Given exercise: Express every line of the entries below as a row in a Markdown table with two columns, "Row" and "Line." Number the rows in order and leave out blank lines.

** start **

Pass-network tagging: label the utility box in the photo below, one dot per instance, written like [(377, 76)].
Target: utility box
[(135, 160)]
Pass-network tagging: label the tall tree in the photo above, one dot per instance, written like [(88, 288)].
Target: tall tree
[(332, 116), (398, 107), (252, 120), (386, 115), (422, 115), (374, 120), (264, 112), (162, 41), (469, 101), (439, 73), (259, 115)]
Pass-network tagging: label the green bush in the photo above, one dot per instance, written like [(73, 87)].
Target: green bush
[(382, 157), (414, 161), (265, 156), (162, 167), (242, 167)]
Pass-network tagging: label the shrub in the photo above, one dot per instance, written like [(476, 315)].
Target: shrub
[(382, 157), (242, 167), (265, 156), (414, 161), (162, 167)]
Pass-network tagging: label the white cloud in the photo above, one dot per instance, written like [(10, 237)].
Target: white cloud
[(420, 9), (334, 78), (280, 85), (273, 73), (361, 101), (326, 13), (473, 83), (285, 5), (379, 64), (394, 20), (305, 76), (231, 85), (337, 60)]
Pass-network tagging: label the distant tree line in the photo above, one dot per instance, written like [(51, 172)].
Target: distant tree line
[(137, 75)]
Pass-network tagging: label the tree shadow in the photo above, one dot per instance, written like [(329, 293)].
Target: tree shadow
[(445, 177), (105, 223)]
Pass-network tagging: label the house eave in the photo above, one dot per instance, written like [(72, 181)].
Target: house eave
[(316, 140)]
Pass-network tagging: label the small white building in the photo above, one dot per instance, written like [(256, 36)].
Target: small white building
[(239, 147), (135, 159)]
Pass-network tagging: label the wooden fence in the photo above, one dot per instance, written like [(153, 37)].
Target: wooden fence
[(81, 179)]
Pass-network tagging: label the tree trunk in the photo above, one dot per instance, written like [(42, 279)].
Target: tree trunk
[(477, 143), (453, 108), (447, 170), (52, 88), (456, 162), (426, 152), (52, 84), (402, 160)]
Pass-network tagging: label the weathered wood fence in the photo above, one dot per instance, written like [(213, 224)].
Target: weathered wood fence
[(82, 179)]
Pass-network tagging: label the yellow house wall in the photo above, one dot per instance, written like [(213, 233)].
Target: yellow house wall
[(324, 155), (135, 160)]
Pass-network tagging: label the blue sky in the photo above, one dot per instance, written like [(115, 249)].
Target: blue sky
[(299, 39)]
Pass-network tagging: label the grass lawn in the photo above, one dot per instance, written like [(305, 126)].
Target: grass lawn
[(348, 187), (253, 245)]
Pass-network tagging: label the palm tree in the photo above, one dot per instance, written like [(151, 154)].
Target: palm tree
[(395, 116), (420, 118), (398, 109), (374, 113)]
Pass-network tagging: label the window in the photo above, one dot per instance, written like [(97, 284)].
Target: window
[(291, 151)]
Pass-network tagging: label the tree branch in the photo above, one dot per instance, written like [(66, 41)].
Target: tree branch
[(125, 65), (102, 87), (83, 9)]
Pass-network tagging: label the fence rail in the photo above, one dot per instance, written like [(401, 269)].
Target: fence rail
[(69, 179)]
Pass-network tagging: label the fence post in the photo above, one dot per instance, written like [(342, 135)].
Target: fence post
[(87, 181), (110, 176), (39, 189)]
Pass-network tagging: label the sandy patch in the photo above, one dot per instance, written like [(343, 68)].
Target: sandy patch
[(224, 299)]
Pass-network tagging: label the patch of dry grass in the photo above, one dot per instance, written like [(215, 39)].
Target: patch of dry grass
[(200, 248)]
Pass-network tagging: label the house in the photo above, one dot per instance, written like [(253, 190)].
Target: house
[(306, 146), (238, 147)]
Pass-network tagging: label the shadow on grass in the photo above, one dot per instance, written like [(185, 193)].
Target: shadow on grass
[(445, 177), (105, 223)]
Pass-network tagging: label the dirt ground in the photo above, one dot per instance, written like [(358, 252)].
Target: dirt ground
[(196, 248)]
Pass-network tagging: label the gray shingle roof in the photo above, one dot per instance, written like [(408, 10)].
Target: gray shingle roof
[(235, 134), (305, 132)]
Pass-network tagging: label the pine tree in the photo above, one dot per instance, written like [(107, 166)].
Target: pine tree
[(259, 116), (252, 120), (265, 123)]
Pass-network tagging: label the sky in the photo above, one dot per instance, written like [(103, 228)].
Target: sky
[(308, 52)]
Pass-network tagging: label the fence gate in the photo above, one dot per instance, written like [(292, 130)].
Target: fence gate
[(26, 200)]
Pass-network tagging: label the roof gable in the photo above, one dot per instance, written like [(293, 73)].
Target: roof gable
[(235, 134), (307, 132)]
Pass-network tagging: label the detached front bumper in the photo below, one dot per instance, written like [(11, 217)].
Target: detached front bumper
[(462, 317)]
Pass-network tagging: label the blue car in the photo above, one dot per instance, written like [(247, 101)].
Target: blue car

** end **

The solution:
| Row | Line |
|---|---|
| 1 | Pass-network tagging: label the utility box in the photo below, one dot per instance, written like [(377, 76)]. |
| 2 | Target: utility box |
| 3 | [(135, 160)] |
| 4 | Pass-network tagging: label the tall tree in the photo above, one dot per instance, written like [(88, 288)]. |
| 5 | Target: tall tree |
| 6 | [(332, 116), (398, 107), (252, 120), (386, 115), (422, 115), (374, 120), (264, 112), (162, 41), (469, 101), (439, 73), (259, 115)] |
| 7 | Pass-network tagging: label the green bush in the photo above, one dot per instance, written like [(73, 87)]. |
| 8 | Target: green bush |
| 9 | [(382, 157), (414, 161), (265, 156), (162, 167), (242, 167)] |
| 10 | Pass-network tagging: label the shrub in the photo above, one dot per instance, written like [(476, 315)]. |
| 11 | Target: shrub |
| 12 | [(382, 157), (242, 167), (265, 156), (414, 161), (162, 167)] |
| 13 | Pass-network tagging: label the white cloud in the photo above, one dot per instance, written like [(10, 237)]. |
| 14 | Target: white cloud |
| 15 | [(420, 9), (334, 78), (280, 85), (273, 73), (361, 101), (326, 13), (473, 83), (285, 5), (379, 64), (394, 20), (305, 76), (231, 85), (337, 60)] |
| 16 | Pass-network tagging: label the distant tree line in the photo above, one dot per instance, written like [(51, 172)]. |
| 17 | Target: distant tree line |
| 18 | [(137, 75)] |
| 19 | Pass-network tagging: label the tree shadow in the photo above, one dot per instance, written like [(329, 293)]. |
| 20 | Target: tree shadow |
| 21 | [(445, 177), (105, 223)] |
| 22 | Pass-network tagging: label the house eave in the photo above, one dot per instance, written like [(72, 181)]. |
| 23 | Target: house eave |
| 24 | [(316, 140)] |
| 25 | Pass-network tagging: label the small white building in the photo above, one dot per instance, written like [(256, 36)]. |
| 26 | Target: small white building |
| 27 | [(239, 147), (135, 159)] |
| 28 | Pass-network tagging: label the wooden fence in the photo above, one dot per instance, written like [(153, 37)]. |
| 29 | Target: wooden fence |
| 30 | [(81, 179)] |
| 31 | Pass-network tagging: label the tree trunk in the photo above, one dot per instance, written like [(42, 279)]. |
| 32 | Target: tree trunk |
| 33 | [(477, 143), (453, 108), (447, 170), (52, 88), (456, 162), (426, 152), (52, 84), (402, 160)] |
| 34 | Pass-network tagging: label the weathered wood fence in the photo above, one dot per instance, written like [(213, 224)]. |
| 35 | Target: weathered wood fence |
| 36 | [(82, 179)] |
| 37 | Pass-network tagging: label the yellow house wall in the photo above, one dot per instance, written like [(213, 233)]. |
| 38 | Target: yellow house wall |
| 39 | [(324, 155), (135, 160)] |
| 40 | Pass-network tagging: label the blue sky in the photo above, one dot per instance, written like [(115, 249)]. |
| 41 | Target: blue sky |
| 42 | [(299, 39)] |
| 43 | Pass-network tagging: label the grass lawn in the photo above, one dot per instance, written like [(305, 126)]. |
| 44 | Target: grass lawn |
| 45 | [(348, 187), (253, 245)] |
| 46 | Pass-network tagging: label the palm tree in the photo above, one dot per instance, written like [(151, 154)]. |
| 47 | Target: palm tree |
| 48 | [(395, 116), (420, 118), (398, 109), (374, 113)] |
| 49 | Pass-network tagging: label the window in the photo above, one dot per instance, written like [(97, 284)]. |
| 50 | Target: window |
| 51 | [(291, 151)] |
| 52 | Pass-network tagging: label the tree branch in the photo above, one dot per instance, written like [(66, 41)]. |
| 53 | Target: tree branch |
| 54 | [(125, 65), (102, 87), (83, 9)] |
| 55 | Pass-network tagging: label the fence rail in the photo above, one dot per instance, written like [(401, 269)]. |
| 56 | Target: fence rail |
| 57 | [(69, 179)] |
| 58 | Pass-network tagging: label the fence post in the photo above, one dot per instance, written like [(342, 135)]. |
| 59 | Target: fence post |
| 60 | [(87, 181), (110, 176), (39, 189)] |
| 61 | Pass-network tagging: label the sandy patch in the photo above, one dot per instance, written like [(343, 68)]. |
| 62 | Target: sandy patch |
| 63 | [(224, 299)] |
| 64 | Pass-network tagging: label the patch of dry grass in the photo above, one dot per instance, written like [(215, 39)]. |
| 65 | Target: patch of dry grass |
| 66 | [(200, 248)] |
| 67 | Pass-network tagging: label the house in the photo above, one dot per instance, written like [(253, 190)]. |
| 68 | Target: house |
| 69 | [(306, 146), (238, 147)] |
| 70 | Pass-network tagging: label the shadow on grass in the photo above, one dot per instance, written like [(185, 193)]. |
| 71 | Target: shadow on grass |
| 72 | [(445, 177), (105, 223)] |
| 73 | Pass-network tagging: label the dirt ground in the photo above, one dot per instance, written like [(358, 252)]. |
| 74 | Target: dirt ground |
| 75 | [(196, 248)] |
| 76 | Pass-network tagging: label the gray shingle roof in the photo above, one dot per instance, written like [(408, 10)]. |
| 77 | Target: gray shingle roof |
| 78 | [(235, 134), (305, 132)] |
| 79 | Pass-network tagging: label the pine tree in the photo above, one dot per instance, written like [(107, 166)]. |
| 80 | Target: pine tree |
| 81 | [(259, 116), (252, 120), (265, 123)] |
| 82 | Pass-network tagging: label the sky in the photo above, one dot per instance, written like [(103, 228)]. |
| 83 | Target: sky |
| 84 | [(308, 52)] |
| 85 | Pass-network tagging: label the fence gate in the photo above, one dot per instance, written like [(292, 130)]. |
| 86 | Target: fence gate |
| 87 | [(26, 200)] |
| 88 | Pass-network tagging: label the roof gable in the photo above, one dot per instance, written like [(293, 73)]. |
| 89 | Target: roof gable |
| 90 | [(235, 134), (307, 132)] |
| 91 | Pass-network tagging: label the detached front bumper in the photo below, one dot per instance, written like [(11, 217)]. |
| 92 | Target: detached front bumper |
| 93 | [(462, 317)] |
| 94 | Pass-network tagging: label the blue car in the photo above, one dot per instance, written like [(247, 101)]. |
| 95 | Target: blue car |